▸ **Goal of the exercise**: Please copy the lines word for word, starting at the line that contains "Note: mark the storm" and ending at the line that contains "Note: mark the black", including both of those lines.

▸ **Stored items from a collection**:
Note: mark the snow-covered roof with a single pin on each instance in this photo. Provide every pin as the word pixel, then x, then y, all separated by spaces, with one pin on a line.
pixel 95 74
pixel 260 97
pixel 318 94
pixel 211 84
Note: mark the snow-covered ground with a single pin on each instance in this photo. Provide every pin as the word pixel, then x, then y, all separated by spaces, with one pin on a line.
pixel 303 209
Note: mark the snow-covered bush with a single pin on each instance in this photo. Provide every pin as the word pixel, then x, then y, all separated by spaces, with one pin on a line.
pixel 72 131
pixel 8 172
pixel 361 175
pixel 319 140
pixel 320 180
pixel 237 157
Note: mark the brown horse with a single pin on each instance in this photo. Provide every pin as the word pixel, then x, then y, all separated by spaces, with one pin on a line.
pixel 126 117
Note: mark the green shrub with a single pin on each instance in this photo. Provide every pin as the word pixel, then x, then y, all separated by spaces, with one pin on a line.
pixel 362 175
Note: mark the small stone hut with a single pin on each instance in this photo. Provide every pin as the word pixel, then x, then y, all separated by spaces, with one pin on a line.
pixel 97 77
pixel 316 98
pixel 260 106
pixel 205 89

* * *

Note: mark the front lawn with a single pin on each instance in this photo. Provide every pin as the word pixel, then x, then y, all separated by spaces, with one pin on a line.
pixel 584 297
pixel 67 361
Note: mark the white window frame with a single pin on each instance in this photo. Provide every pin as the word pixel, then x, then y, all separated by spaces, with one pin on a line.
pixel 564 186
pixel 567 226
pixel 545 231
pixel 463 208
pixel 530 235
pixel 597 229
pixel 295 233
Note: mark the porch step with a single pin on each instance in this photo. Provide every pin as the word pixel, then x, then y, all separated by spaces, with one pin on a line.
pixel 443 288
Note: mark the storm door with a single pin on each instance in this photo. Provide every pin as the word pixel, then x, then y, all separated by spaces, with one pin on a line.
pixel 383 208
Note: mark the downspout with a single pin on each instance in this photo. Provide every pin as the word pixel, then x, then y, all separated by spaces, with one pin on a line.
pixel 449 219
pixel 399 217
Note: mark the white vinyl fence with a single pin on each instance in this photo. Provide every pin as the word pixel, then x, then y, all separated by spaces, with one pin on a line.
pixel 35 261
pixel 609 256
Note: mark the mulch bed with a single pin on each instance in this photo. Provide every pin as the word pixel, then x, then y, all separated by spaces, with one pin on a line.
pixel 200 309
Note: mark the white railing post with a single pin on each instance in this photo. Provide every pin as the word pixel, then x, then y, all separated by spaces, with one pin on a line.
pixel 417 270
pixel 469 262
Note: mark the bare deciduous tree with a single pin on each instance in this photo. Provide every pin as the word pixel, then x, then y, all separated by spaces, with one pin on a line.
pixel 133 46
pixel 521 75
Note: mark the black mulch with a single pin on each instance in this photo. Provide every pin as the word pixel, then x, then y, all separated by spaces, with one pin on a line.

▸ **Answer**:
Note: mark the storm door with a single pin on each instance in this photo. Provide every pin as the word pixel, then x, then y, all separated by spaces, with one pin on a line.
pixel 383 208
Note: mark the downspout with a single pin on each instance in this photo. Provide every pin as the word pixel, then x, then y, all separated by spaces, with one pin on a line.
pixel 449 219
pixel 399 217
Note: mark the white vinyl fence with a single pin on each instance in this photo. Provide every pin as the word pixel, then x, then y, all separated by spaces, with one pin on a line.
pixel 35 261
pixel 609 256
Note: mark the mulch bed with a single pin on each instance in this photo. Provide every pin as the word pixel, then x, then y, all separated by spaces, with one pin on a line.
pixel 200 309
Note: mark the white railing post with a single pin on each instance in this photo. Provide every pin as the word pixel, then x, then y, all separated by spaces, with one pin on a line.
pixel 417 270
pixel 469 262
Note: mark the bare deciduous tree with a single pin on each instance in this photo. Provide every pin as the word pixel, then x, then y, all separated by spaces, with one pin on a line.
pixel 133 46
pixel 521 75
Note: mark the black mulch with a single pin on each instance in this photo. Provide every pin as the word pixel, then x, then y, all separated by spaces, with one pin on a line.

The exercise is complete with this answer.